[EXERCISE DIRECTIONS]
Could you output all of the records below exactly as they appear?

[DATA EXTRACT]
____________________

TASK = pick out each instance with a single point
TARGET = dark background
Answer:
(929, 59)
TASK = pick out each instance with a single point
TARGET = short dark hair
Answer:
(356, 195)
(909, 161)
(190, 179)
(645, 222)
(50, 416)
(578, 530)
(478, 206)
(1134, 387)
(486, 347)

____________________

[ANSWER SPACE]
TASK = pick out each instance with a single point
TARGET = dark background
Answer:
(929, 59)
TASK = pick out each instance with a single point
TARGET = short dark hair
Answer:
(356, 195)
(909, 161)
(190, 179)
(645, 222)
(50, 416)
(578, 530)
(478, 206)
(1134, 387)
(486, 347)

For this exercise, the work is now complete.